Exercise directions:
Copy the records below word for word, starting at the line with "Target: stone rampart" and ending at the line with "pixel 1429 460", and include both of those lines.

Entries provided:
★ ★ ★

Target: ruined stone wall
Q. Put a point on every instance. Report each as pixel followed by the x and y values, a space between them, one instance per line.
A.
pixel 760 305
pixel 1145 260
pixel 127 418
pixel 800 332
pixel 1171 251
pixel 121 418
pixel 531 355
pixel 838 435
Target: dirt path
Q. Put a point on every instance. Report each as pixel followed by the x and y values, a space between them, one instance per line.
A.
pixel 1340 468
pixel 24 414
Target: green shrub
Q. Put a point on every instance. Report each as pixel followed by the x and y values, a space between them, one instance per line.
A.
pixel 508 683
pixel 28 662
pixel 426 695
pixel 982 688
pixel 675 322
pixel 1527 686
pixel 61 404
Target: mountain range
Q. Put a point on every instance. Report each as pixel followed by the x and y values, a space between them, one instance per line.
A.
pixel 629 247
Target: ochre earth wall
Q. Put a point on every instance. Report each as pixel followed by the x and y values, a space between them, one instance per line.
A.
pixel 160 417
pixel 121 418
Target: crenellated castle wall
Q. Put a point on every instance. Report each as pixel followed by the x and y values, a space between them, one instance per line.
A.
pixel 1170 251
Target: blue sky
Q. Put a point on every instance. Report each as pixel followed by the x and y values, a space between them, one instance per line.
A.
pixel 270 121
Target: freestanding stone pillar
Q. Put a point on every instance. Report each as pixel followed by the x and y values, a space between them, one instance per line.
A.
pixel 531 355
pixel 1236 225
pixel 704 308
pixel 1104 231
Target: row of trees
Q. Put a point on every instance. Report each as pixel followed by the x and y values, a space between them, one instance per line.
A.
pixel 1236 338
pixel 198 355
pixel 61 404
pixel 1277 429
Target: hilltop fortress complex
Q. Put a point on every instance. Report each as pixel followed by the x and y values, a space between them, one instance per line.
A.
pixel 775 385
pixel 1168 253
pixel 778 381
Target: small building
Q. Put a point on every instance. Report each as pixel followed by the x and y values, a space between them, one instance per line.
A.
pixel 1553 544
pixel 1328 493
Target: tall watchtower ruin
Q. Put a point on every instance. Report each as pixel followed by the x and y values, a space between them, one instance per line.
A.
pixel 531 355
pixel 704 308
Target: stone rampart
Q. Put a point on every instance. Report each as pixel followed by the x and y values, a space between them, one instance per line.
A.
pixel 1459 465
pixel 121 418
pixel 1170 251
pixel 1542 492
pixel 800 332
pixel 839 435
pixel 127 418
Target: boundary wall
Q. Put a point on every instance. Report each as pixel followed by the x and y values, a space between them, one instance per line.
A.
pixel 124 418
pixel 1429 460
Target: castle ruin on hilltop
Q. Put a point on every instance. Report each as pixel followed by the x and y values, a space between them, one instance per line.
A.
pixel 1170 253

★ ★ ★

The output:
Target: stone rampart
Q. Put a point on every instance. Report each as pixel followed by the x and y values, a space between them, one instance per line.
A.
pixel 1459 465
pixel 121 418
pixel 1170 251
pixel 1542 492
pixel 800 332
pixel 839 435
pixel 127 418
Target: boundary wall
Q. Put a point on every instance. Report each as pixel followed by the x and y values, a space between them, one instance per line.
A.
pixel 124 418
pixel 1429 460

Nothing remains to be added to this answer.